> **Stored records**

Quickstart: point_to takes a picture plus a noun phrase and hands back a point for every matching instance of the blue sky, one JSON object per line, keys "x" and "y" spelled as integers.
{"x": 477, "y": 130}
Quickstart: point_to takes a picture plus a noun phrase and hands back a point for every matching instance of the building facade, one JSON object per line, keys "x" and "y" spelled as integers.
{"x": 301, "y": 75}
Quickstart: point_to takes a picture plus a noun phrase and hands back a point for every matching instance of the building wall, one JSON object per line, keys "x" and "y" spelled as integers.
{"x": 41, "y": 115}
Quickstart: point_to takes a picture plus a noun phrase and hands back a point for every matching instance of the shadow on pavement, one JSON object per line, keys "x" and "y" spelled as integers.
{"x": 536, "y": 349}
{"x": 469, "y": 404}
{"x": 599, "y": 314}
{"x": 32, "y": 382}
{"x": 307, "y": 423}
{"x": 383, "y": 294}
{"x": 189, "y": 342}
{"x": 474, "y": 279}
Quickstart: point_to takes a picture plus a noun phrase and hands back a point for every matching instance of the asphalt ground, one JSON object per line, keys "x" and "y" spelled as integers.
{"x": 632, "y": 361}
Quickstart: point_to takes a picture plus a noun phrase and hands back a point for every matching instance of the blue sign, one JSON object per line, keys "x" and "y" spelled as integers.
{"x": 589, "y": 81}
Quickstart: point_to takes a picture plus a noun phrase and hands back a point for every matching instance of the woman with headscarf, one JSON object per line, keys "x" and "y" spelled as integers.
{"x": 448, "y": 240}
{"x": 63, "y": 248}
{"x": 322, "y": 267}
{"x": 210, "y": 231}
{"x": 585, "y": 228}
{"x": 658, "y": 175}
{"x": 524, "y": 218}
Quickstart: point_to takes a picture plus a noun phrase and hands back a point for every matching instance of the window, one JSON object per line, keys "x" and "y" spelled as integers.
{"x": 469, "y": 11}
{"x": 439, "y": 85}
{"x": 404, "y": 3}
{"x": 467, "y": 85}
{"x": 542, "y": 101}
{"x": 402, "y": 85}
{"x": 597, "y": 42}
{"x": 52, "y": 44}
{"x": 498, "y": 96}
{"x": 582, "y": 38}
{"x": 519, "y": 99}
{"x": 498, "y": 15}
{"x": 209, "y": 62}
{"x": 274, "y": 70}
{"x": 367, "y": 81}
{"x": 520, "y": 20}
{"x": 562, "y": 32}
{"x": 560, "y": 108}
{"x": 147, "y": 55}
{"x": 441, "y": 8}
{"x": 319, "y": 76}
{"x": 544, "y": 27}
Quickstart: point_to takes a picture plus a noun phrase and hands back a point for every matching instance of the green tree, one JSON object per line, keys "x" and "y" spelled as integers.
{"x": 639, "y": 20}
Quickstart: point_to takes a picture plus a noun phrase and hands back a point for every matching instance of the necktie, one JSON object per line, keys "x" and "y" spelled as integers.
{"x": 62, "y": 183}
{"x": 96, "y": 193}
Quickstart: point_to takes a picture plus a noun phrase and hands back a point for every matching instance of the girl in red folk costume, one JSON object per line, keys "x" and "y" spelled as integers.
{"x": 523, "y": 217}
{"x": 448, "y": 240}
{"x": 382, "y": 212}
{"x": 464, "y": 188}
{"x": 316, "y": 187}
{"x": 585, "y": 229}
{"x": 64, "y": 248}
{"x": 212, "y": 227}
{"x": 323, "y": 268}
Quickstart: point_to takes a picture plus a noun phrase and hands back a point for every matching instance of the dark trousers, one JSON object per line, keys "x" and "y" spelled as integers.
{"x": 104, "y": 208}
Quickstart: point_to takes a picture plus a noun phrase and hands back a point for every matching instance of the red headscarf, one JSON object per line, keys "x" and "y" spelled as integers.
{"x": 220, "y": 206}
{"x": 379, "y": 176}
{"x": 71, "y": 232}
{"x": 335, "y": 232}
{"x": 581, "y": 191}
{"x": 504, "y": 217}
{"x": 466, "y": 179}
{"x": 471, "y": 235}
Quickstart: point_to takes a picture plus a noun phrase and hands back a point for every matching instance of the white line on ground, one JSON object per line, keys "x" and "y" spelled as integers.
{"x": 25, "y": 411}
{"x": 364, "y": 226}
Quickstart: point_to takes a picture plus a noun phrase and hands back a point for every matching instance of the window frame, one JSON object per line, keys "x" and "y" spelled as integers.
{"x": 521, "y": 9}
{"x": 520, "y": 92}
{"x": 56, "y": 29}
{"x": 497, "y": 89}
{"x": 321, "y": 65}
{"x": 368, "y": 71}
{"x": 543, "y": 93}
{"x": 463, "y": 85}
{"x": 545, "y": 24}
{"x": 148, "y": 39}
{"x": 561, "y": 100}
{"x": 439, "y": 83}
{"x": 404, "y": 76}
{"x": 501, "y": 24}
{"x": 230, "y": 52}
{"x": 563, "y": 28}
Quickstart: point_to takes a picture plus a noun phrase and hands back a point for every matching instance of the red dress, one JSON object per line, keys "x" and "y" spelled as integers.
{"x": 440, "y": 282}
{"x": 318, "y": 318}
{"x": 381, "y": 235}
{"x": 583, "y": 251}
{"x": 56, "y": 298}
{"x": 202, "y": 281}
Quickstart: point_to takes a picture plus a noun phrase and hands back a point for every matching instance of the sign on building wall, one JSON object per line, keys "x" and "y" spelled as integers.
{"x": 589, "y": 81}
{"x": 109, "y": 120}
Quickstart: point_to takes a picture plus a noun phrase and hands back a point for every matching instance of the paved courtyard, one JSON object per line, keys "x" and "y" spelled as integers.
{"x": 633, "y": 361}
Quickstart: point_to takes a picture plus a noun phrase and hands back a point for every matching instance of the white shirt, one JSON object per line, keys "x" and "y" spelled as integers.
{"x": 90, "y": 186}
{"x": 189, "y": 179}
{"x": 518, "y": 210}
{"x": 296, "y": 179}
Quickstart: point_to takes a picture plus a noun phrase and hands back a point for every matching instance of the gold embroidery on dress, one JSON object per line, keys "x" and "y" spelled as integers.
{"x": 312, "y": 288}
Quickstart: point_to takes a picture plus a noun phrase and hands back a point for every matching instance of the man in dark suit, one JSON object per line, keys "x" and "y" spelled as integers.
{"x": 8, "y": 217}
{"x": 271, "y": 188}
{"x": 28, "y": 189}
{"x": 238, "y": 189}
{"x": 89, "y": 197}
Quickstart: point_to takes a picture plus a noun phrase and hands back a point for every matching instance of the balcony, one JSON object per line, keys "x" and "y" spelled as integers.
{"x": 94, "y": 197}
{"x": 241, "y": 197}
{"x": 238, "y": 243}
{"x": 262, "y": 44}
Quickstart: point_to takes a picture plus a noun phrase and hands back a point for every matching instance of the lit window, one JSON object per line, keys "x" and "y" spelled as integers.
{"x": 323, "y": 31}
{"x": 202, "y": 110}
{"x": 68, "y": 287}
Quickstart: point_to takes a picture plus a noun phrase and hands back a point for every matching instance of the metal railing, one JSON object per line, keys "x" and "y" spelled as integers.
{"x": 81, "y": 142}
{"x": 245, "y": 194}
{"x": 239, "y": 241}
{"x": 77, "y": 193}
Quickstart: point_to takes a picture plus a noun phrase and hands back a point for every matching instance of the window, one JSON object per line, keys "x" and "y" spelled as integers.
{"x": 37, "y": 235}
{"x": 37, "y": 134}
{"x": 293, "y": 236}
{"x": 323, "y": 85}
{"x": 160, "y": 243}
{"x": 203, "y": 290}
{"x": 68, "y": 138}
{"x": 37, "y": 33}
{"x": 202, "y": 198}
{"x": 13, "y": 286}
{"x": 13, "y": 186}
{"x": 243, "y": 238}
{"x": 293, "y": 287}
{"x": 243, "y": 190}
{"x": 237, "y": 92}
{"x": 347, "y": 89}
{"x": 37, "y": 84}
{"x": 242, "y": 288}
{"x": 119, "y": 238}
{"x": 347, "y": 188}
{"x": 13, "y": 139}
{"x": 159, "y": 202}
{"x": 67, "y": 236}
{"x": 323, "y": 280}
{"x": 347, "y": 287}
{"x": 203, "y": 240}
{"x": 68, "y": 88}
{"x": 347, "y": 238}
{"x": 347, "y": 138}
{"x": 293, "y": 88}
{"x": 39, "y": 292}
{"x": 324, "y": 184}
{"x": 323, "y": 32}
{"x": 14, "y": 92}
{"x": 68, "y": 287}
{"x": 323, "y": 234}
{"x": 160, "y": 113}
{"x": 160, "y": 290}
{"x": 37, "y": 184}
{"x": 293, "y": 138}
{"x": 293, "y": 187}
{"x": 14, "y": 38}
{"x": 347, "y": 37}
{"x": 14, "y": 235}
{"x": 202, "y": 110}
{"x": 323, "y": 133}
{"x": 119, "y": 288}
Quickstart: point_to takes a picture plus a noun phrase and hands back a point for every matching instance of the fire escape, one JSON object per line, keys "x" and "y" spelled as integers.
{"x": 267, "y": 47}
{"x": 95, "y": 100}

> **Goal of the exercise**
Set down exactly what runs from the line with "of the fire" to the last line of the data above, including both of those lines and no others.

> **Answer to the task**
Quickstart: point_to takes a picture plus a noun phrase and hands back a point for every matching instance of the fire escape, one JSON object per line, keys "x" and "y" spelled as integers.
{"x": 267, "y": 47}
{"x": 95, "y": 100}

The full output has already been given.